(RECORDS SUPPLIED Opens)
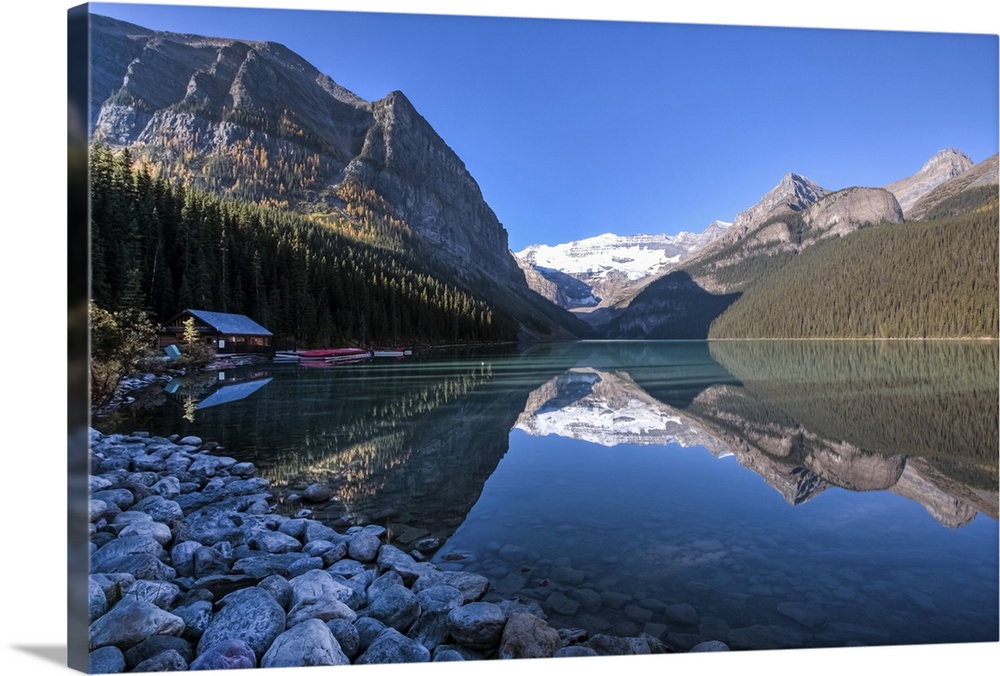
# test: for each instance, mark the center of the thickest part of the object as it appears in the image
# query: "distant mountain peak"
(942, 166)
(607, 267)
(948, 156)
(RECORDS SUPPLIED Closes)
* [DIRECTIONS]: Each line of the listing is to be retyped exactly, and its pictures are to be dropped.

* [WRITTEN SOLUTION]:
# test: for each instance, mark the center of the thickest part of the object as it appears in the image
# query: "distant mountain peak"
(942, 166)
(607, 267)
(948, 156)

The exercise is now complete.